## [Assigned task]
Leaving every picture out, please return exactly the lines from the top of the material below through the line with "Find the thin", both included.

## [Given information]
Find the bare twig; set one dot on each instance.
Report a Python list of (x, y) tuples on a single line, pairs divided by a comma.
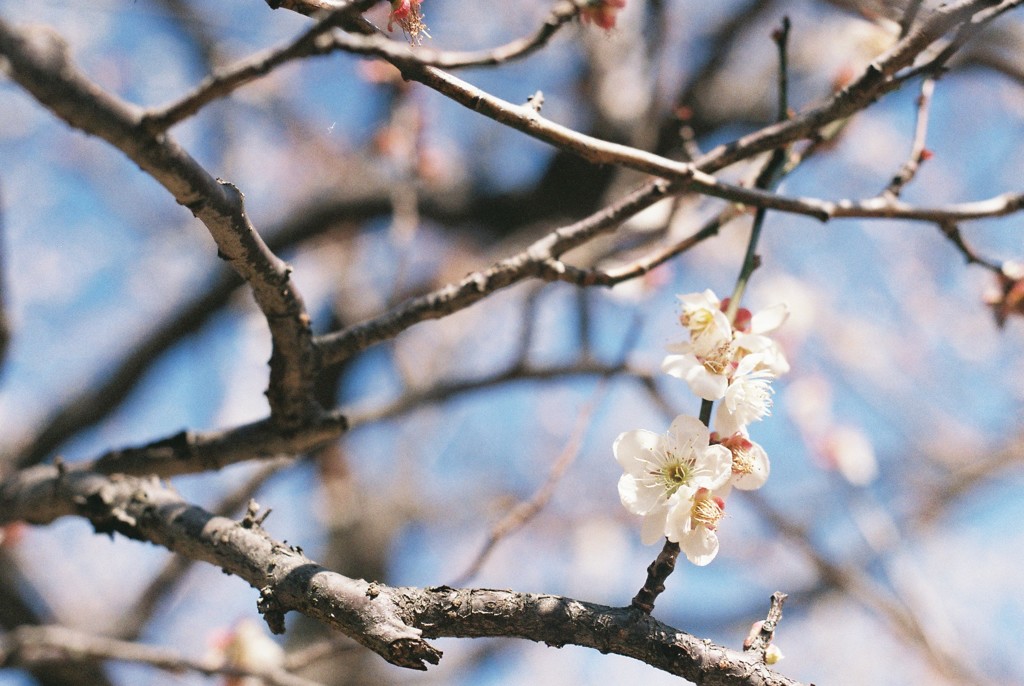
[(918, 147), (759, 643), (862, 589), (951, 231), (391, 622), (540, 259), (523, 512), (321, 40), (444, 391), (133, 622), (4, 327), (38, 61), (657, 572)]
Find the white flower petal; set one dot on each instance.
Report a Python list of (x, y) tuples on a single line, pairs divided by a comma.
[(699, 545), (717, 463), (634, 449), (760, 468), (652, 528), (770, 318)]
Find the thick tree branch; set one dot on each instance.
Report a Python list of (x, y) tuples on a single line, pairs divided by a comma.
[(391, 622), (37, 60)]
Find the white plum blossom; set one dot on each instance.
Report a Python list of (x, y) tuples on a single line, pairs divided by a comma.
[(717, 361), (708, 376), (692, 522), (748, 397), (678, 481), (750, 464), (663, 472), (702, 316)]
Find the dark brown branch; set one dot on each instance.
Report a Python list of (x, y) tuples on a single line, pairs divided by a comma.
[(540, 259), (517, 373), (918, 146), (875, 82), (657, 572), (758, 644), (951, 231), (4, 326), (391, 622), (38, 61), (132, 623), (320, 40), (190, 453)]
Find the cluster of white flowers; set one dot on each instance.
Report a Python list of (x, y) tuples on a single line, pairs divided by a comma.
[(678, 481)]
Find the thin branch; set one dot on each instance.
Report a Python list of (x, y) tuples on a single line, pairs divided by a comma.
[(190, 453), (28, 646), (862, 589), (517, 373), (391, 622), (657, 572), (523, 512), (540, 259), (321, 40), (918, 147), (38, 61), (951, 231), (759, 643), (4, 326), (132, 623)]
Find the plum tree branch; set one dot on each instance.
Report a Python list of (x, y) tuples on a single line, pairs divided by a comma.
[(37, 59), (391, 622)]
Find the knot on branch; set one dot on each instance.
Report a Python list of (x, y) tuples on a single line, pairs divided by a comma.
[(270, 608), (413, 653)]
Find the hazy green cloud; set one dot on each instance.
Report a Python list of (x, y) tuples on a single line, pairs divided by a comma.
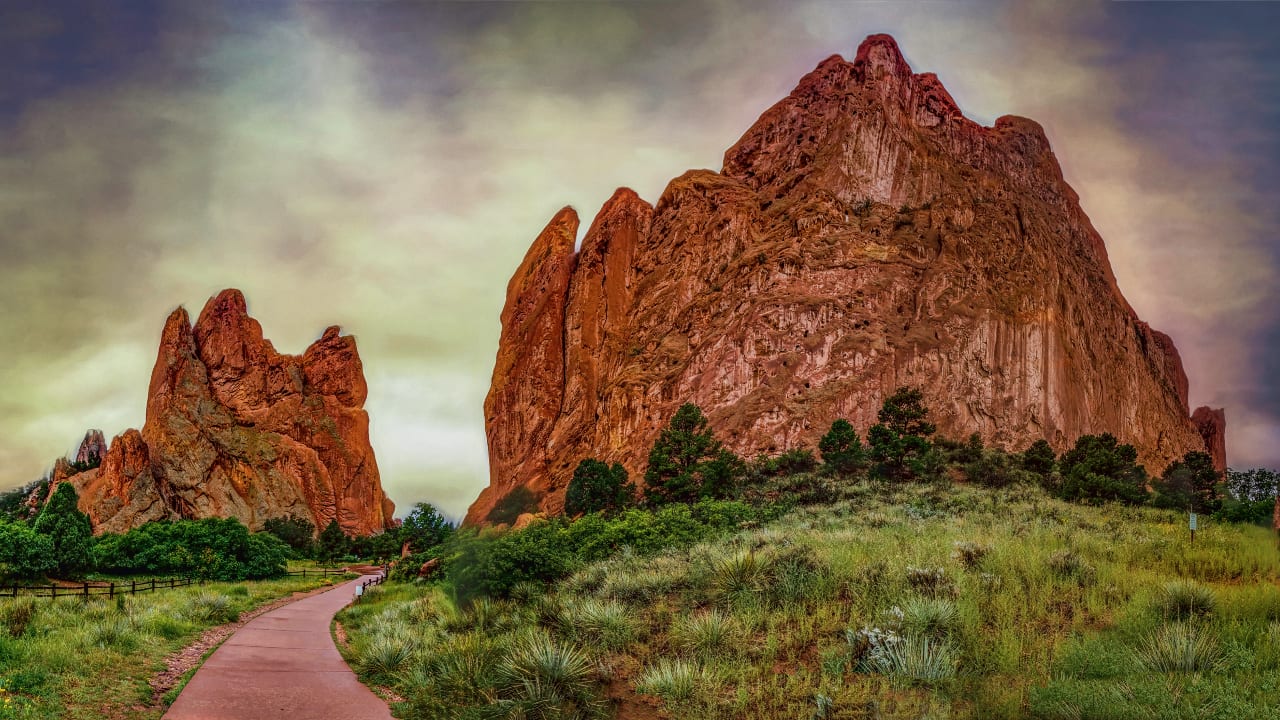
[(385, 165)]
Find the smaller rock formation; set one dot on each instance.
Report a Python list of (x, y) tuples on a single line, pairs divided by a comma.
[(236, 429)]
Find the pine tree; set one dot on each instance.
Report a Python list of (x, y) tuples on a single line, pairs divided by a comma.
[(841, 449), (69, 529)]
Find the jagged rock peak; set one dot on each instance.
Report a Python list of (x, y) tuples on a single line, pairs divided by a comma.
[(92, 449), (238, 429), (862, 236)]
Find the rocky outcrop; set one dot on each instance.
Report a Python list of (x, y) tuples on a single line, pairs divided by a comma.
[(92, 449), (236, 429), (863, 235)]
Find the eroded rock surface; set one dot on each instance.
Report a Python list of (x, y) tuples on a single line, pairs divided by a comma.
[(863, 235), (236, 429)]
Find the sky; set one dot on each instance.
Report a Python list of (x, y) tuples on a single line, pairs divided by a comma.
[(384, 165)]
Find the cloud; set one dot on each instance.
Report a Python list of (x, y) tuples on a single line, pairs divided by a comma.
[(385, 165)]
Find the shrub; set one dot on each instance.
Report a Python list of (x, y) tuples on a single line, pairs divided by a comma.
[(1100, 469), (1182, 600), (117, 633), (929, 616), (1191, 484), (842, 452), (1180, 647), (917, 661), (737, 577), (515, 504), (385, 654), (210, 607), (969, 555), (543, 679), (1040, 458), (899, 442), (996, 469), (598, 488)]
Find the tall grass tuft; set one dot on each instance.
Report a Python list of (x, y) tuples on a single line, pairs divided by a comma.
[(707, 634), (1180, 647), (1183, 600), (540, 678), (385, 654), (917, 660), (675, 680), (929, 616)]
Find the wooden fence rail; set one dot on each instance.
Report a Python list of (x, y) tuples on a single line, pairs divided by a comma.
[(90, 589)]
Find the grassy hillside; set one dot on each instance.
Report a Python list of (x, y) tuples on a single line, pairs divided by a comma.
[(92, 659), (890, 601)]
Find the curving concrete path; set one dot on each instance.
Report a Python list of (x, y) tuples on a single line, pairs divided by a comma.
[(282, 665)]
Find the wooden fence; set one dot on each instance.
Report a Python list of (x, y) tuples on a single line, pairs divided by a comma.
[(318, 572), (87, 589), (131, 587)]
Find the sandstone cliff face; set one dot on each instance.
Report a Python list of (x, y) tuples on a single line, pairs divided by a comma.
[(236, 429), (863, 235)]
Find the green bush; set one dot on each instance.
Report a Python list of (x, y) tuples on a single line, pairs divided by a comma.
[(598, 488), (1100, 469), (1182, 600), (219, 548)]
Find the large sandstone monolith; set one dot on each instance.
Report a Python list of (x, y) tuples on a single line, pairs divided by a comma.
[(863, 235)]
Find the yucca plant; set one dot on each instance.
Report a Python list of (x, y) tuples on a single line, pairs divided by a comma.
[(540, 678), (117, 633), (675, 680), (917, 660), (210, 607), (928, 616), (602, 624), (707, 634), (1180, 647), (1182, 600), (385, 654)]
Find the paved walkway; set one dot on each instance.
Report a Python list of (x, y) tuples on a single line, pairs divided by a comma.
[(282, 665)]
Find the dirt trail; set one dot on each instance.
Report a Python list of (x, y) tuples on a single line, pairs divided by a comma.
[(282, 665)]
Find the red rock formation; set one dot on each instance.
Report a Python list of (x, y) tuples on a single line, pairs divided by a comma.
[(238, 429), (92, 449), (863, 235), (1212, 427)]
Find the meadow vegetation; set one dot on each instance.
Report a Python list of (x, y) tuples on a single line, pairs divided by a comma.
[(909, 577), (92, 659)]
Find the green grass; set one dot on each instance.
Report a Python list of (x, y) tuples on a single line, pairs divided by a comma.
[(94, 659), (912, 601)]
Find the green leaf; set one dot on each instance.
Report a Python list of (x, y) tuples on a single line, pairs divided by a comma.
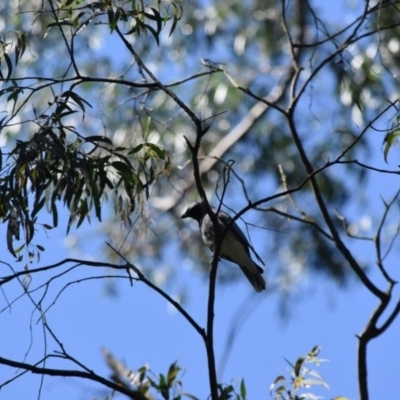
[(121, 166), (9, 66), (390, 138), (136, 149), (54, 212), (172, 373), (98, 138), (243, 390), (158, 150), (298, 365)]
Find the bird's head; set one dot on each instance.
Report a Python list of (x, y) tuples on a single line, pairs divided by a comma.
[(196, 211)]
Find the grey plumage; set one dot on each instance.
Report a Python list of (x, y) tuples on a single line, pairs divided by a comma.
[(234, 247)]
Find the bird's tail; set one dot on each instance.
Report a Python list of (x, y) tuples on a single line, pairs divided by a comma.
[(254, 277)]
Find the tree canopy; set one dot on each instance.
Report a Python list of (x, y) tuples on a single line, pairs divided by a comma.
[(282, 113)]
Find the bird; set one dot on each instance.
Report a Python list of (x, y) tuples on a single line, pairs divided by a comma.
[(234, 247)]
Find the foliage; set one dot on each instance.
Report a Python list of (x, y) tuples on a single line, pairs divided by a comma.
[(302, 378), (270, 108)]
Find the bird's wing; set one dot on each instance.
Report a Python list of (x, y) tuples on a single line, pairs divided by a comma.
[(226, 220)]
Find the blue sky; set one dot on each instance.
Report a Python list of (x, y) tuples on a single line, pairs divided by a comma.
[(139, 327)]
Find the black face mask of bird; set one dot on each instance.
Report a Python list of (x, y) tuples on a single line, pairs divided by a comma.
[(234, 247)]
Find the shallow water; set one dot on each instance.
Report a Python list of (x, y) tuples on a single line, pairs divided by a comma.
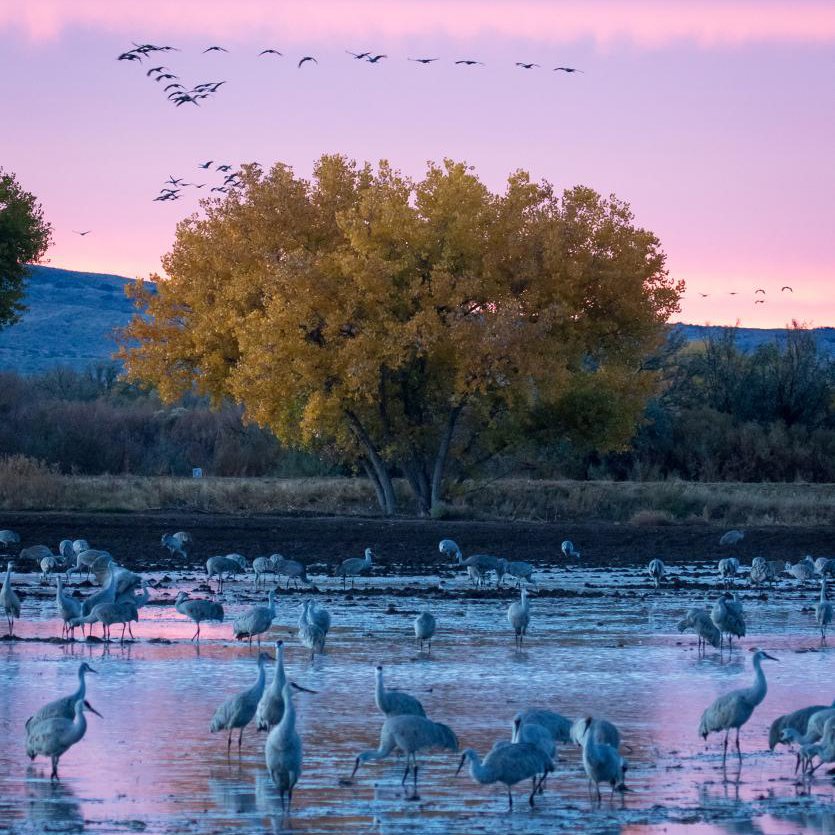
[(151, 764)]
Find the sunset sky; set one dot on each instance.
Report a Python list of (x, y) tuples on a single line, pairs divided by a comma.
[(715, 120)]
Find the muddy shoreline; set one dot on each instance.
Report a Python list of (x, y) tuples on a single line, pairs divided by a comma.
[(405, 543)]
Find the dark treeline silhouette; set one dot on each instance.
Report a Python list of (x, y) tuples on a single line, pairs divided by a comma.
[(723, 415)]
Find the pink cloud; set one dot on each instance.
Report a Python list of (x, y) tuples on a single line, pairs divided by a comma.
[(647, 23)]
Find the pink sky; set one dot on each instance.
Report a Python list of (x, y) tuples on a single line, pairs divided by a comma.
[(713, 119)]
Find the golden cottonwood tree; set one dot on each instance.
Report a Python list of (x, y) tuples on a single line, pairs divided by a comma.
[(395, 319)]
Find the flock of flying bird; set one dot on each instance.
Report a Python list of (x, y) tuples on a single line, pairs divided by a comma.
[(529, 755)]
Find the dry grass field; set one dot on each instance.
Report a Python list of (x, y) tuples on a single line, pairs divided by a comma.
[(28, 485)]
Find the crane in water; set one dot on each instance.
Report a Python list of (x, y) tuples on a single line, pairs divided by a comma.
[(65, 706), (354, 566), (271, 705), (256, 621), (54, 737), (734, 709), (283, 750), (239, 710), (425, 625), (519, 617), (729, 619), (392, 702), (409, 734), (656, 570), (602, 763), (509, 763), (8, 599), (823, 611), (198, 611), (699, 621)]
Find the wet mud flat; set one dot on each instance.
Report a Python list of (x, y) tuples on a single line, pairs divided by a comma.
[(405, 545), (602, 642)]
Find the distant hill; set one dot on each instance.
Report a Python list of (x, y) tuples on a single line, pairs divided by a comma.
[(69, 321), (71, 318)]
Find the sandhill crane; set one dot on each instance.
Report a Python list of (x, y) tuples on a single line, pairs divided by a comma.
[(35, 553), (555, 723), (518, 569), (409, 734), (310, 632), (729, 619), (8, 599), (271, 705), (230, 565), (761, 572), (602, 732), (731, 537), (291, 569), (519, 617), (177, 543), (797, 720), (198, 611), (602, 763), (283, 750), (68, 608), (699, 621), (656, 569), (54, 737), (239, 710), (393, 702), (509, 764), (65, 706), (354, 567), (262, 566), (256, 621), (823, 611), (734, 709), (728, 568), (425, 625), (8, 538), (569, 551), (803, 570)]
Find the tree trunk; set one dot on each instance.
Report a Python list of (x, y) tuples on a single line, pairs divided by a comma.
[(388, 502), (441, 457)]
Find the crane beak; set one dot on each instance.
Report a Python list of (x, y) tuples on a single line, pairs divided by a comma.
[(92, 709)]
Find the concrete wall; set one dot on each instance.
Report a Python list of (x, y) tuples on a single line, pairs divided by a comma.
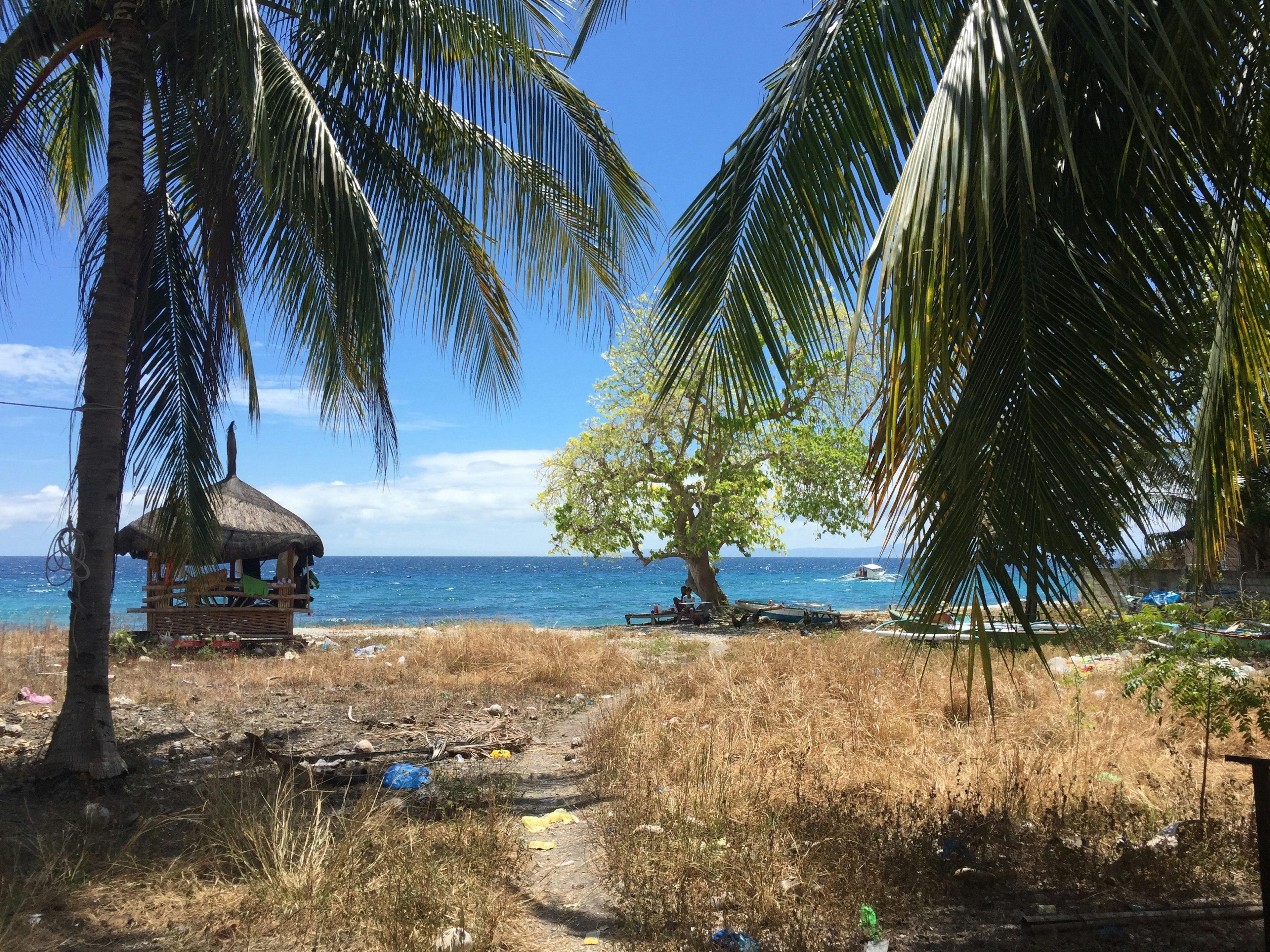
[(1145, 580)]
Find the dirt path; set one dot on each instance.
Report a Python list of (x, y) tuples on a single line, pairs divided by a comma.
[(563, 885)]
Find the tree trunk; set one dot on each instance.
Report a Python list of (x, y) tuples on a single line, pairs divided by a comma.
[(703, 582), (84, 737)]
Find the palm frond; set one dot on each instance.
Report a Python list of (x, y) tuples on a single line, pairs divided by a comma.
[(595, 16), (322, 259), (176, 381), (782, 230)]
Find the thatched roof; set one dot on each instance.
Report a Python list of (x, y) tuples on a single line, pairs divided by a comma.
[(252, 527)]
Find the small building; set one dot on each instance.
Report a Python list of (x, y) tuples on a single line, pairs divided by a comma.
[(187, 602)]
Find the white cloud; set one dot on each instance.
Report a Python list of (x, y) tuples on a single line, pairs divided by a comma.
[(425, 423), (42, 507), (459, 503), (40, 366)]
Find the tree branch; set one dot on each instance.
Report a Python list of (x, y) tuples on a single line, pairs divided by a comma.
[(98, 31)]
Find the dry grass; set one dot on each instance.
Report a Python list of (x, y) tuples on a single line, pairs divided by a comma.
[(507, 659), (837, 763), (246, 861), (258, 864)]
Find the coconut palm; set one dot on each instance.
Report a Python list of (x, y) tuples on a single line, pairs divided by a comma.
[(1032, 206), (334, 162)]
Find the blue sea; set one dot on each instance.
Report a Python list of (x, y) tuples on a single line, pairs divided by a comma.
[(550, 591)]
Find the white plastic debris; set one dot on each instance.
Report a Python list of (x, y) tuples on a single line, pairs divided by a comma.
[(454, 940), (792, 885)]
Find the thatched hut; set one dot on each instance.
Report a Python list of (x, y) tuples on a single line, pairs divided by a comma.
[(183, 601)]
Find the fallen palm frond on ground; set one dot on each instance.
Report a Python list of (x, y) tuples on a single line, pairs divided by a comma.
[(783, 785)]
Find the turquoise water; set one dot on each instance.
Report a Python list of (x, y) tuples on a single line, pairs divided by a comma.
[(544, 591)]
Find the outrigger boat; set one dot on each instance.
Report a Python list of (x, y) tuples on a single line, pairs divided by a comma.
[(947, 629), (789, 612)]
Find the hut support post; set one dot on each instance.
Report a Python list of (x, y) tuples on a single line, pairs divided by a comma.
[(287, 573)]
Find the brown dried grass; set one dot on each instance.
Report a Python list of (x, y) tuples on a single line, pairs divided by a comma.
[(482, 662), (249, 862), (848, 763)]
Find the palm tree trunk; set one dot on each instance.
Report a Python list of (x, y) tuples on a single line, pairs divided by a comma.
[(703, 582), (84, 738)]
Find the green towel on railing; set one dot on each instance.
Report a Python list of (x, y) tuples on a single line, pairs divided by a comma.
[(254, 587)]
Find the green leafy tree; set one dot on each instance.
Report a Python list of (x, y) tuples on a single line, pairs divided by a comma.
[(1029, 201), (684, 476), (329, 162), (1193, 677)]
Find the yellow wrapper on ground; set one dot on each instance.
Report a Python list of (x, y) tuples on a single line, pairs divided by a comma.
[(536, 824)]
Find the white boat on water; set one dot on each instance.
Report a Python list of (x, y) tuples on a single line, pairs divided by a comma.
[(869, 573)]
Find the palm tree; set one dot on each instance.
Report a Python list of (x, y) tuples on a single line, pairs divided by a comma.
[(1029, 205), (334, 160)]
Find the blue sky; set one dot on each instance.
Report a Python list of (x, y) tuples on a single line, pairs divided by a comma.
[(680, 79)]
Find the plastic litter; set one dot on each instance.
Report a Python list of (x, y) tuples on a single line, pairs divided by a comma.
[(536, 824), (1166, 838), (407, 777), (955, 850), (869, 923), (735, 941), (452, 940)]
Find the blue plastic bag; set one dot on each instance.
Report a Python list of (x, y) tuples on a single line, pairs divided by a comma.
[(407, 777), (735, 941)]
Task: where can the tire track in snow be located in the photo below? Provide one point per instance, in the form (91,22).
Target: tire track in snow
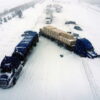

## [Written response]
Find the bare twig; set one dot on each instance.
Report a Python list of (x, y) tuples on a single line, pairs divided by a comma.
[(918, 147), (759, 643), (862, 589), (951, 231), (391, 622), (540, 259), (523, 512), (321, 40), (444, 391), (133, 622), (4, 327), (38, 61), (657, 572)]
Find the white flower petal; set one dot on each instance.
Report a Python list of (x, y) tuples on a single line, pairs divided by a comma.
[(699, 545), (717, 463), (634, 449), (760, 468), (652, 528), (770, 318)]
Find the thick tree branch; set one dot on each instance.
Report a Python list of (x, y) tuples on a single line, pairs divided by a comma.
[(391, 622), (37, 60)]
Find the white plum blossom; set one dot on each instance.
Report a Python list of (x, y) tuples on a single line, pairs divided by a comma.
[(717, 361), (708, 376), (692, 522), (748, 397), (678, 481), (750, 464), (663, 472), (702, 316)]
Find the dark brown branch; set one dot on each instance.
Report a Python list of (x, y) tuples on a single line, pairs divided by a comma.
[(540, 259), (517, 373), (918, 146), (875, 82), (657, 572), (758, 644), (951, 231), (4, 326), (391, 622), (38, 61), (132, 623), (320, 40), (190, 453)]
Find the cluster of white flowers; set one dot on each instance.
Report a Python list of (x, y) tuples on a single line, pairs divided by a comma.
[(678, 481)]
Find the thin branch; set one dot on each instance.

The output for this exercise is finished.